TASKS TO CARRY OUT:
1) According to the flu vaccine article, what are flu shots made with?
2) Using the flu vaccine article, explain why the nasal spray vaccine does not cause flu illness even though it contains live viruses.
3) Continue the flu vaccine article after its last sentence.
---------- READING TEXT ----------
Skip to main content

Addressing Flu Myths and Misconceptions

Published on December 1, 2020

flu vaccine myths

Below are some common myths and misconceptions about the flu vaccine. The following information is provided by the Centers for Disease Control and Prevention (CDC):


Can the flu vaccine give me the flu?

No, flu vaccines cannot cause flu illness. Flu shots are made with either inactivated (killed) viruses or with only a single protein from the flu virus. The nasal spray vaccine contains live viruses that are weakened so that they will not cause illness.


Why do some people not feel well after getting a flu vaccine?

Some people may have mild side effects after getting a flu vaccination. If these reactions occur, they usually begin soon after vaccination and are mild and short-lived. The most common reactions people have to flu vaccines are considerably less severe than the symptoms caused by the actual flu.


I received a flu vaccine, but I had flu symptoms weeks or months later. Why?

There are many reasons why someone might get flu symptoms even after they have been vaccinated against the flu.
---------- RECORD EXCERPTS ----------
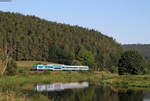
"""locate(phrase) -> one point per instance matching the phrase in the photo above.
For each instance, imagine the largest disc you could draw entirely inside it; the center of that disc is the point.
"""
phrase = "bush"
(11, 67)
(113, 69)
(131, 62)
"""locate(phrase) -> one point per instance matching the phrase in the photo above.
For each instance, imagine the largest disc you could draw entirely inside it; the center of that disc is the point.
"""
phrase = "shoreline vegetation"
(11, 86)
(25, 75)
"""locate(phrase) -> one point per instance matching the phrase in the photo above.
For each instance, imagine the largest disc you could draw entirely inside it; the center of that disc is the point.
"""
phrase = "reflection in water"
(89, 92)
(146, 96)
(60, 86)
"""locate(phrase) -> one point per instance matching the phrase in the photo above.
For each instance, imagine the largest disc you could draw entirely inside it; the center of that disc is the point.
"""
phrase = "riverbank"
(47, 77)
(129, 81)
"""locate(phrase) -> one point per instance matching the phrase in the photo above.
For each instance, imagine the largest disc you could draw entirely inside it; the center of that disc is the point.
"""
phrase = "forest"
(29, 38)
(143, 49)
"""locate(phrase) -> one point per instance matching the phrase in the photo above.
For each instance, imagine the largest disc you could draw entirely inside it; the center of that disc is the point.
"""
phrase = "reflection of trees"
(88, 94)
(94, 94)
(131, 96)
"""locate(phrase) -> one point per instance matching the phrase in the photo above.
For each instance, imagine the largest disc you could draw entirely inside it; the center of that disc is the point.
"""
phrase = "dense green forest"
(31, 38)
(143, 49)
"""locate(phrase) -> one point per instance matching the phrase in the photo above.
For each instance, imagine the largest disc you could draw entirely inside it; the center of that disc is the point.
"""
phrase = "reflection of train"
(60, 86)
(54, 67)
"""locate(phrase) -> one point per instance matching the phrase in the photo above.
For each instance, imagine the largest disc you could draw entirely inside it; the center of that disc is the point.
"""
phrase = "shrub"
(11, 67)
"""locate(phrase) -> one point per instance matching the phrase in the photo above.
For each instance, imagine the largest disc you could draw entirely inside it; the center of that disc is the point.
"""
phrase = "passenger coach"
(55, 67)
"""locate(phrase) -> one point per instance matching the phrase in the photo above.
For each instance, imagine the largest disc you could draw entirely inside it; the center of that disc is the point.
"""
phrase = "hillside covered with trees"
(31, 38)
(143, 49)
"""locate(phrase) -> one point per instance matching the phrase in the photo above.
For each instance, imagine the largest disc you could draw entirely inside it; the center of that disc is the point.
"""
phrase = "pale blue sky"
(128, 21)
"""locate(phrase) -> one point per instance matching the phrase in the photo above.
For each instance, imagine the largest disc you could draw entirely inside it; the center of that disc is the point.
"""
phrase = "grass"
(25, 76)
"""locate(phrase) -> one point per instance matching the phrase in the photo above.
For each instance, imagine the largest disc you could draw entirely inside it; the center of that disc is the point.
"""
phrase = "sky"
(127, 21)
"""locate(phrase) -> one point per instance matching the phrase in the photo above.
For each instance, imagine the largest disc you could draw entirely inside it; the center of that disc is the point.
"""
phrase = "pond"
(80, 91)
(85, 91)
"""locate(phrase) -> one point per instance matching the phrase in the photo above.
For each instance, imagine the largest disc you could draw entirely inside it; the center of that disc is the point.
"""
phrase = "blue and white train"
(58, 67)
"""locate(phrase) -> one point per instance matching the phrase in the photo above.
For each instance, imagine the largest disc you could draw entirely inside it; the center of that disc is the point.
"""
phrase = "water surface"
(85, 91)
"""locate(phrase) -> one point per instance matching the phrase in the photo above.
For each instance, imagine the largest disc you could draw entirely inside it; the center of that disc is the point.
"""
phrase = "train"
(59, 67)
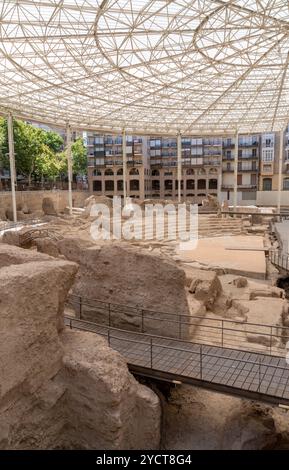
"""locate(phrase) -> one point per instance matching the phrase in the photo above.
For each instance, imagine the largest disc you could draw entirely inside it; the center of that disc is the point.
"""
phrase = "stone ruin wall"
(33, 199)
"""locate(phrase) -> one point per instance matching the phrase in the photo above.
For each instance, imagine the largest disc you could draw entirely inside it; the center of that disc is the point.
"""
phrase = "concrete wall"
(33, 199)
(269, 198)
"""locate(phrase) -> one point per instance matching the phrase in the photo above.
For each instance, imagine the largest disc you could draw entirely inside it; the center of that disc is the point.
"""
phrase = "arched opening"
(201, 184)
(155, 185)
(168, 185)
(109, 185)
(177, 184)
(97, 186)
(134, 171)
(134, 185)
(190, 184)
(213, 184)
(267, 184)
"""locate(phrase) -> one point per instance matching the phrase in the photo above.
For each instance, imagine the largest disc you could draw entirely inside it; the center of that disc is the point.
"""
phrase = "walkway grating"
(252, 375)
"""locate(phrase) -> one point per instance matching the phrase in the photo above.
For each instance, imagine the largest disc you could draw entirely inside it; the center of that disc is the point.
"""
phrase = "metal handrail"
(223, 338)
(151, 345)
(11, 225)
(182, 315)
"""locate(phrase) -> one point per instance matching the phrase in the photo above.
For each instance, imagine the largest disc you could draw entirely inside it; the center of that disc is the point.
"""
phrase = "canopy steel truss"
(150, 67)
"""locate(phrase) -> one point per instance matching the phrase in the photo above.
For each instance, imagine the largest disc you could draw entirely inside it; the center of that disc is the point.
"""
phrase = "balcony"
(209, 162)
(240, 186)
(254, 143)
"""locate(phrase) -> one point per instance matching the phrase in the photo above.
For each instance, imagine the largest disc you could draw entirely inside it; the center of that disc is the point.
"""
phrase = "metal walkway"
(248, 374)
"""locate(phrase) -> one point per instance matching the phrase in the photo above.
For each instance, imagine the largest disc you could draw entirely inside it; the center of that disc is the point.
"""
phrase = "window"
(156, 185)
(134, 171)
(177, 184)
(109, 185)
(267, 155)
(190, 184)
(267, 184)
(267, 168)
(201, 184)
(213, 184)
(97, 186)
(168, 184)
(134, 185)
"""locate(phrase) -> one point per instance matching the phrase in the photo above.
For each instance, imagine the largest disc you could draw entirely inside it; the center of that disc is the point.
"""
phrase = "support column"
(280, 171)
(220, 178)
(179, 156)
(124, 165)
(69, 166)
(12, 164)
(236, 171)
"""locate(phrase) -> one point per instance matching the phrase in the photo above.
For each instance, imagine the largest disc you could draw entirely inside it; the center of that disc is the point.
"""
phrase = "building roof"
(152, 67)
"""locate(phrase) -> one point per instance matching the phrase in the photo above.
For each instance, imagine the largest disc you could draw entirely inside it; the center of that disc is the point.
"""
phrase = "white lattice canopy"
(195, 67)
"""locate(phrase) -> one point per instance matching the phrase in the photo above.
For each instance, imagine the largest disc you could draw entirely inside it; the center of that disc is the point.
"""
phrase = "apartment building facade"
(201, 167)
(248, 167)
(105, 165)
(207, 166)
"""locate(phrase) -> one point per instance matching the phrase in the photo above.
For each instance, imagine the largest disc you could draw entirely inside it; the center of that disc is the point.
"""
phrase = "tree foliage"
(39, 153)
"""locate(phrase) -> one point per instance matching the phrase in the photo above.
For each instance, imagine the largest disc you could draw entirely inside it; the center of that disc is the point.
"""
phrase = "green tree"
(79, 158)
(35, 150)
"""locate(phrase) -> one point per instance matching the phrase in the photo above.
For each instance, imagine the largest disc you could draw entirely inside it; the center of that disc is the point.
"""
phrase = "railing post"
(201, 362)
(109, 314)
(80, 307)
(271, 333)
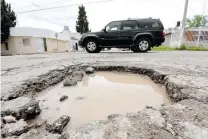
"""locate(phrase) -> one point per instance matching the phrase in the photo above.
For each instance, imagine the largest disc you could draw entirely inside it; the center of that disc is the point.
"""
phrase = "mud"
(185, 119)
(100, 95)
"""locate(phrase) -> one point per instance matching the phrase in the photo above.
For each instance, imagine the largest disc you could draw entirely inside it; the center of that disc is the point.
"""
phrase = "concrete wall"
(52, 45)
(16, 46)
(38, 33)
----------
RESPONSES TO THE TASKS:
1) Flu shots are made with either inactivated (killed) viruses or only a single protein from the flu virus.

2) The live viruses in the nasal spray vaccine are weakened so that they will not cause illness.

3)
  • Some people can become sick from other respiratory viruses that are not influenza.
  • People can be exposed to flu viruses shortly before getting vaccinated or during the two-week period after vaccination that it takes the body to develop immune protection.
  • Some people may have been exposed to a flu virus that is different from the viruses the vaccine is designed to protect against.
  • Flu vaccines vary in how well they work, and some people who get vaccinated still get sick.


Is it too late to get a flu vaccine after Thanksgiving?

No. Vaccination can still be beneficial as long as flu viruses are circulating. Getting a flu vaccine can still beneficial in December or later. Seasonal flu disease usually peaks between December and March most years, but disease can occur as late as May.